• Trecho para leitura
----------------

A reação de Gomes Filho foi contundente e classificou as insinuações como falsas. “Pior, sugeriu que este juízo impôs a duas medidas cautelares, um tipo de ‘segredo de justiça especial’ do qual sequer ele relator consegue visualizar determinados processos e chegou a dizer que a medida cautelar pareceu ter sido ‘escondida’ pelo magistrado. Estas insinuações são falsas, atécnicas e extremamente ofensivas a quem, em 22 anos de magistratura, sempre primou pela ética, pelo bem servir ao interesse público, pelo respeito às regras de julgamento e pela compostura”, frisou.
Em seguida, o magistrado deu uma aula sobre os processos mantidos em sigilo. “O segredo de justiça, diga-se, é recurso legal e comum em todas as áreas do direito e em todas as esferas do Poder, especialmente em medidas cautelares tiradas de investigações em que o sigilo é necessário para o bom termo do que ali se pretende”, pontuou.
Em seguida, ele arrematou que as medidas citadas por Martins não passaram pelo seu gabinete. “A medida cautelar n. 0837544-54.2015.8.12.0001, mencionada no acórdão não tramitou na 2ª Vara de Direitos e Coletivos, tanto que este magistrado não tem acesso à ela. E, portanto, é impossível a este juízo liberar acesso a esta referida medida cautelar, como determinado no acórdão, da mesma forma que era impossível a este magistrado ter ciência do conteúdo dela quando prolatou a sentença recorrida”, destacou o juiz.

----------------

• Objetivo do exercício
Reescreva de forma mais breve o parágrafo do trecho acima que começa com “Em seguida, ele arrematou”, mantendo seus fatos principais.

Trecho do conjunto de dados
----------------

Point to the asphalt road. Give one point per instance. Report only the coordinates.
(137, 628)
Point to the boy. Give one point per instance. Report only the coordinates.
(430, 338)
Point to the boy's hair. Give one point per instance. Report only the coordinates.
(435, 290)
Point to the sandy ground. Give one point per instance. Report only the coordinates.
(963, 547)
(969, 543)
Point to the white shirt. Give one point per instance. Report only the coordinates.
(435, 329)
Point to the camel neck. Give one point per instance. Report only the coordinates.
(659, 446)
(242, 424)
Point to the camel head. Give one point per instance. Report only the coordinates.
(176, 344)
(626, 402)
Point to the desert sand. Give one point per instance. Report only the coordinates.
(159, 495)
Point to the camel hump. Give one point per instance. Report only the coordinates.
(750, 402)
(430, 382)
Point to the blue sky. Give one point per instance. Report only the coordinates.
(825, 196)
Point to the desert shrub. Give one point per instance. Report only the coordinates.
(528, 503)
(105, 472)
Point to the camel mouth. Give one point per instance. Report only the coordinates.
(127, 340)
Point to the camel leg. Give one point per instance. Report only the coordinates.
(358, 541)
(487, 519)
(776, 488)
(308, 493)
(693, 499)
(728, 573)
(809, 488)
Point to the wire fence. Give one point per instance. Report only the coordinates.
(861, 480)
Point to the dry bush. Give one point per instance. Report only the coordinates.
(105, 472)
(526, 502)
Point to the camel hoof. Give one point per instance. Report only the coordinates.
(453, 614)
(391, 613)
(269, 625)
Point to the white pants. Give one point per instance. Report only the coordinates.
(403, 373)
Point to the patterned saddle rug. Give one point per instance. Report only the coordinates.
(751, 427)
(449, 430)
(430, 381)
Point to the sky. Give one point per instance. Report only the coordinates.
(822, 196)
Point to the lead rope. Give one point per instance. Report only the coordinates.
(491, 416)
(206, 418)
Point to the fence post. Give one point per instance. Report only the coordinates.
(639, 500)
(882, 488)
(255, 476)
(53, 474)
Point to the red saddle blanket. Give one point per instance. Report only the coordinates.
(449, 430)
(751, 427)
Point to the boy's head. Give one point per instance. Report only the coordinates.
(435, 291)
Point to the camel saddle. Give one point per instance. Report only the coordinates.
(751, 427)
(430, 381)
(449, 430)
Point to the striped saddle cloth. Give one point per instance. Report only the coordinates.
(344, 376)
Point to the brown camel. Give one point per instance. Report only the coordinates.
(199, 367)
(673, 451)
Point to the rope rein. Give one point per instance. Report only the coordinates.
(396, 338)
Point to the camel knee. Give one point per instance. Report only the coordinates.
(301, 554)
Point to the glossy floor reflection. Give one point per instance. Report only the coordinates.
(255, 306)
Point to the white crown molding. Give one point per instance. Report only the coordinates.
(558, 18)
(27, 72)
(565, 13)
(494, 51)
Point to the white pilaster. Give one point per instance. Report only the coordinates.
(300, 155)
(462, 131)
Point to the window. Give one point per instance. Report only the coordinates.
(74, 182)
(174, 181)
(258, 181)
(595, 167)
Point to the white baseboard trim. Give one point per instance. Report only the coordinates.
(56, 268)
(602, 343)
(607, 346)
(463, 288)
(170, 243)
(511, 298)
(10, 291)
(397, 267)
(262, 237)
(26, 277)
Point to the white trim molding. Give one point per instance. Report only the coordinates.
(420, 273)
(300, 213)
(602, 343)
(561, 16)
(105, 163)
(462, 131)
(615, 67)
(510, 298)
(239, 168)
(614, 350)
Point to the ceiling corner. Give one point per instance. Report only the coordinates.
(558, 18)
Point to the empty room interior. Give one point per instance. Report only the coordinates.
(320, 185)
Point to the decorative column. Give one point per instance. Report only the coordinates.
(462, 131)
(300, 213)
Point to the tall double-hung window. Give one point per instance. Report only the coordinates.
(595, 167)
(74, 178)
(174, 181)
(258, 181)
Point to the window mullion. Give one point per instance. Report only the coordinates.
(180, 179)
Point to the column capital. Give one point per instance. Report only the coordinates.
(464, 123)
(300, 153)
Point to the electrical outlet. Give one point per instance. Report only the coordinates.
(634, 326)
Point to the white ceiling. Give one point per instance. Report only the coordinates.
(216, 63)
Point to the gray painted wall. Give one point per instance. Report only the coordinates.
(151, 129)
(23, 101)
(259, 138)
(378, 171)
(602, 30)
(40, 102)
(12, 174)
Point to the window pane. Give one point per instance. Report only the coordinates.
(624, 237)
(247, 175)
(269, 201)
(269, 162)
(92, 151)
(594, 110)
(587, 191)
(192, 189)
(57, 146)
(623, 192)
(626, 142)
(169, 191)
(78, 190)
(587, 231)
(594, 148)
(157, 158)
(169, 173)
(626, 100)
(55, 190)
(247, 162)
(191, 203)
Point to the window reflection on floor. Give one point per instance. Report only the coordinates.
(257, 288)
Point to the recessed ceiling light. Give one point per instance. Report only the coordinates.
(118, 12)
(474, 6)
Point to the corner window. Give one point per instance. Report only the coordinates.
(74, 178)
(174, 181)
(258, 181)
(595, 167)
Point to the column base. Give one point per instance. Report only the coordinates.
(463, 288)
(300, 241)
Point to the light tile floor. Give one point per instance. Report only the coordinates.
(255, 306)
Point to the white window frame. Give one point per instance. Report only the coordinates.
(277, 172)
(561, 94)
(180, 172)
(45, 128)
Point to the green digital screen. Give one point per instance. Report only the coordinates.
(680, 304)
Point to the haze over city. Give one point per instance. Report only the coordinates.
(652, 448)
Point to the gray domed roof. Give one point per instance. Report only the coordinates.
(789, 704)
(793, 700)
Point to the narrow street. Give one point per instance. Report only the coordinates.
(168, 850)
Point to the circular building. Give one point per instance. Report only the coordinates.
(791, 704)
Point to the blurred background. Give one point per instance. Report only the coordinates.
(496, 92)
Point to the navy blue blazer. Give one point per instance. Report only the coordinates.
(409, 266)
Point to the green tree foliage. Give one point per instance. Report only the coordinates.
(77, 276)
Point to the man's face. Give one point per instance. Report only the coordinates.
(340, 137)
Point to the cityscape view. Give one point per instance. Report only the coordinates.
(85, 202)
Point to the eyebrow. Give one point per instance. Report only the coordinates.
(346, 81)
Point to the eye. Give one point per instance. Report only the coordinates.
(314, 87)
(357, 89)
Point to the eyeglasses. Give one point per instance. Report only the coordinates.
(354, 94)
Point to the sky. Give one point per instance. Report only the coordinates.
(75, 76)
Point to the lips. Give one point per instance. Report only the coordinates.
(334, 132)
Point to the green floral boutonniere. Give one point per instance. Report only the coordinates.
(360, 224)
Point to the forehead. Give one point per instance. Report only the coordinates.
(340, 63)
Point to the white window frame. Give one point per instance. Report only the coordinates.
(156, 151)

----------------

• Resultado do exercício
O juiz afirmou que as medidas citadas por Martins não passaram pelo seu gabinete. Segundo ele, a medida cautelar n. 0837544-54.2015.8.12.0001, mencionada no acórdão, não tramitou na 2ª Vara de Direitos e Coletivos, e por isso ele não tem acesso a ela. Assim, é impossível liberar o acesso determinado no acórdão, e também era impossível conhecer o conteúdo dela quando proferiu a sentença recorrida.